*Problemi da risolvere:*
(a) Chi realizzò la prima shopper bio secondo il testo sui sacchetti biodegradabili, e in quale anno?
(b) Prosegui il testo sui sacchetti biodegradabili dopo la sua ultima frase.

*Estratto selezionato:*
La questione
ambientale è uno degli argomenti più attuali, sempre più centrale per la
sopravvivenza del nostro pianeta,
che da un po' di tempo a questa parte subisce alcune situazioni che potrebbero
complicare la sua “salute”. Una di
queste è l’aumento vertiginoso della
plastica, un problema che in Italia si è provato a risolvere con un
espediente preciso, che si può riscontrare nelle shopper
biodegradabili, o sacchetti biodegradabili. Le associazioni hanno
incominciato ad occuparsi della questione nel momento in cui la plastica ha
letteralmente invaso il globo, in particolare ambienti naturali come il mare, e per allinearsi con la Comunità Europea si è deciso di vietare
la distribuzione di buste di plastica all’interno dei supermercati, puntando
invece sulle suddette shopper
biodegradabili, anche se l’ammontare della plastica nel nostro paese è
ancora, purtroppo, consistente.
Ma cosa sono nello specifico queste buste biodegradabili? Si
tratta di sacchetti composti da materiale
biodegradabile ed ecosostenibile, come amido di patate, mais, tapioca o
grano, sostanze che possono quindi essere scomposte negli elementi di cui sono
costituite, ed è proprio per questo che possono essere riutilizzate in natura. La prima shopper bio è stata realizzata
da un ingegnere svedese nel 1965, e
inizialmente era utilizzata in pochi supermercati; successivamente, essa
conobbe una diffusione di larga portata, anche grazie agli Stati Uniti, che
riconobbero la plastica come minaccia planetaria intorno al 2011. La funzione
di queste buste non è solo quella di evitare la produzione di plastica, infatti
possiamo utilizzarle tranquillamente per fare la raccolta differenziata in casa, e ciò è possibile per mezzo dei
materiali ecosostenibili, che non sono soltanto a base di amido, ma anche ad
esempio legno, polivinilalcol o acido lattico. Difendere l’ambiente è un
obiettivo che dobbiamo porci sempre più, per dare alle generazioni future un
pianeta pulito e sgombro da inconvenienti legati all’inquinamento.

*Informazioni estratte:*

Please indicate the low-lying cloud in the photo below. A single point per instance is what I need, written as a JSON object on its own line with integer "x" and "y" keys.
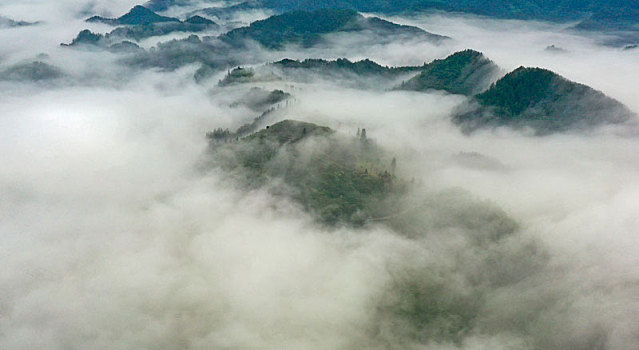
{"x": 116, "y": 232}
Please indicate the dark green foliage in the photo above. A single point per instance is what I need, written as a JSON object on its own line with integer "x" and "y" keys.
{"x": 125, "y": 47}
{"x": 610, "y": 11}
{"x": 136, "y": 16}
{"x": 306, "y": 28}
{"x": 339, "y": 180}
{"x": 199, "y": 20}
{"x": 227, "y": 12}
{"x": 32, "y": 71}
{"x": 9, "y": 23}
{"x": 544, "y": 101}
{"x": 237, "y": 76}
{"x": 140, "y": 32}
{"x": 86, "y": 37}
{"x": 364, "y": 67}
{"x": 466, "y": 73}
{"x": 258, "y": 99}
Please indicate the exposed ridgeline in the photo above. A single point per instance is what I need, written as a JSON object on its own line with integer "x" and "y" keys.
{"x": 306, "y": 28}
{"x": 466, "y": 73}
{"x": 560, "y": 10}
{"x": 138, "y": 15}
{"x": 350, "y": 181}
{"x": 140, "y": 23}
{"x": 32, "y": 71}
{"x": 340, "y": 180}
{"x": 339, "y": 70}
{"x": 10, "y": 23}
{"x": 340, "y": 65}
{"x": 543, "y": 101}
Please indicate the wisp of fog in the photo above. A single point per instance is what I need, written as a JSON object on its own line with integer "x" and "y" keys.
{"x": 118, "y": 230}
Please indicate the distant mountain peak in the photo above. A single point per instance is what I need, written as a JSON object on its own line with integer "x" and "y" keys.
{"x": 544, "y": 101}
{"x": 465, "y": 72}
{"x": 136, "y": 16}
{"x": 307, "y": 28}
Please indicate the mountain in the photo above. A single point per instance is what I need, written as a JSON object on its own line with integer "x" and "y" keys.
{"x": 360, "y": 73}
{"x": 193, "y": 24}
{"x": 342, "y": 65}
{"x": 86, "y": 37}
{"x": 307, "y": 27}
{"x": 612, "y": 19}
{"x": 345, "y": 181}
{"x": 139, "y": 32}
{"x": 136, "y": 16}
{"x": 543, "y": 101}
{"x": 163, "y": 5}
{"x": 228, "y": 12}
{"x": 10, "y": 23}
{"x": 560, "y": 10}
{"x": 31, "y": 71}
{"x": 466, "y": 73}
{"x": 596, "y": 14}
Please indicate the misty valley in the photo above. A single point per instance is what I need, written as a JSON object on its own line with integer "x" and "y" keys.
{"x": 274, "y": 174}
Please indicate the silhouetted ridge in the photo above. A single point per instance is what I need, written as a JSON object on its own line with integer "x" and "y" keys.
{"x": 543, "y": 101}
{"x": 466, "y": 72}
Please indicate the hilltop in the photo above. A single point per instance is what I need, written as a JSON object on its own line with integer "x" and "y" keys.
{"x": 306, "y": 28}
{"x": 341, "y": 181}
{"x": 466, "y": 73}
{"x": 138, "y": 15}
{"x": 543, "y": 101}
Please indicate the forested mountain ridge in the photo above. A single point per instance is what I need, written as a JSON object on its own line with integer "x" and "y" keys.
{"x": 466, "y": 72}
{"x": 307, "y": 27}
{"x": 543, "y": 101}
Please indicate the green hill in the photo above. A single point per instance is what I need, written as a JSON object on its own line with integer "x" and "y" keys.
{"x": 340, "y": 180}
{"x": 307, "y": 27}
{"x": 136, "y": 16}
{"x": 466, "y": 73}
{"x": 543, "y": 101}
{"x": 31, "y": 71}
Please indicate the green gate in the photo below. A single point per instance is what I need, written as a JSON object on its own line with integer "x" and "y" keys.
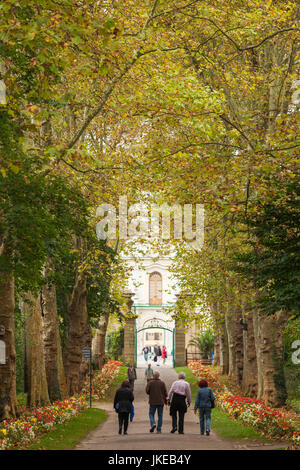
{"x": 154, "y": 328}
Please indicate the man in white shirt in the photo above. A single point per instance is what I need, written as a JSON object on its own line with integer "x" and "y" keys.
{"x": 179, "y": 393}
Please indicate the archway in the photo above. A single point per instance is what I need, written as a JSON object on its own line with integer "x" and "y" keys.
{"x": 155, "y": 331}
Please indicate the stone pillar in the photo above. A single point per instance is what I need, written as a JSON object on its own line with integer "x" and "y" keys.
{"x": 129, "y": 332}
{"x": 180, "y": 353}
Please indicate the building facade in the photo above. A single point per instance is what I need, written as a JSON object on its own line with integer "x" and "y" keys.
{"x": 154, "y": 294}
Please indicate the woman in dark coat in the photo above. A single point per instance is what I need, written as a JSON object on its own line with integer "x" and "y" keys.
{"x": 205, "y": 401}
{"x": 122, "y": 404}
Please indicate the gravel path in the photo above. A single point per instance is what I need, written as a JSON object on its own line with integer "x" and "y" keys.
{"x": 106, "y": 436}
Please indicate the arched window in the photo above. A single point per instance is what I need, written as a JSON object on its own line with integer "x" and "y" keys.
{"x": 155, "y": 289}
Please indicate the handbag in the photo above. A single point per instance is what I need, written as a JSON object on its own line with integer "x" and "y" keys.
{"x": 211, "y": 400}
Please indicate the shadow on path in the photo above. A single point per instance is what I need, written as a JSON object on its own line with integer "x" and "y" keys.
{"x": 106, "y": 436}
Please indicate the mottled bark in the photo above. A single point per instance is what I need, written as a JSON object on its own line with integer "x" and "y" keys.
{"x": 224, "y": 352}
{"x": 57, "y": 386}
{"x": 217, "y": 340}
{"x": 249, "y": 379}
{"x": 35, "y": 362}
{"x": 269, "y": 350}
{"x": 238, "y": 346}
{"x": 99, "y": 342}
{"x": 8, "y": 401}
{"x": 85, "y": 363}
{"x": 77, "y": 318}
{"x": 230, "y": 329}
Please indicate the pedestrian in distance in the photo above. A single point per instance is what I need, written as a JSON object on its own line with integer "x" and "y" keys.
{"x": 149, "y": 373}
{"x": 123, "y": 402}
{"x": 156, "y": 389}
{"x": 205, "y": 401}
{"x": 164, "y": 354}
{"x": 145, "y": 351}
{"x": 156, "y": 354}
{"x": 179, "y": 397}
{"x": 131, "y": 376}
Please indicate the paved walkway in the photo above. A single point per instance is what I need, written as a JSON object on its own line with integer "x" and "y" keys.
{"x": 106, "y": 436}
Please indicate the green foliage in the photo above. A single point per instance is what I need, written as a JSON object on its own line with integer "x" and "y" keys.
{"x": 114, "y": 343}
{"x": 68, "y": 435}
{"x": 222, "y": 424}
{"x": 273, "y": 263}
{"x": 20, "y": 350}
{"x": 204, "y": 342}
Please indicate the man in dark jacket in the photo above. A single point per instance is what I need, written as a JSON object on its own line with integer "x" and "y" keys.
{"x": 157, "y": 391}
{"x": 131, "y": 375}
{"x": 122, "y": 404}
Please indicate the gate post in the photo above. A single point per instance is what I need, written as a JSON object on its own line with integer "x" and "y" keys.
{"x": 180, "y": 357}
{"x": 129, "y": 332}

*Risposte fornite:*
(a) Un ingegnere svedese, nel 1965.

(b)
Plastica Biodegradabile, Compostabile e Bioplastica: la confusione sui termini
Vediamo di risolvere la confusione sul significato dei termini: i sacchetti biodegradabili sono quelli che si decompongono e si frantumano in milioni di pezzi molto piccoli, che l’occhio umano non è in grado di vedere; questa sorta di polvere però rimane nell’ambiente per un periodo lunghissimo, anche decenni, e quindi non si degrada.
I sacchetti compostabili sono invece quelli che si ricavano da materiali esclusivamente vegetali, come il Mater-Bi, ossia un derivato del mais, e sono quindi facilmente smaltibili, con ridottissimo impatto sull’ambiente. Se parliamo di bioplastica invece, ci riferiamo a elementi che vengono ricavati da materiali di origine biologica, come la biomassa, che ad esempio può essere carta oppure legno, ma che non hanno costituenti fossili quali petrolio o carbone. Con il termine biodegradabile ci si riferisce a un materiale che si può degradare con batteri o funghi in acqua, o ad esempio in aria. Il punto è che una bioplastica può tranquillamente essere biodegradabile, ma anche non esserlo al contempo stesso, in quanto ci sono tipologie che, per l’appunto, non lo sono. Riusciremo a risolvere il problema della plastica attraverso questi esperimenti? C’è la possibilità che ciò non avvenga, ma parliamo comunque di un miglioramento rispetto alla plastica originaria, ed è ciò che al momento possiamo fare. Siccome molti rifiuti plastici finiscono in mare, sarebbe utile continuare a progettare nuovi packaging, con composizioni innovative e in grado di ridurre al minimo l’inquinamento.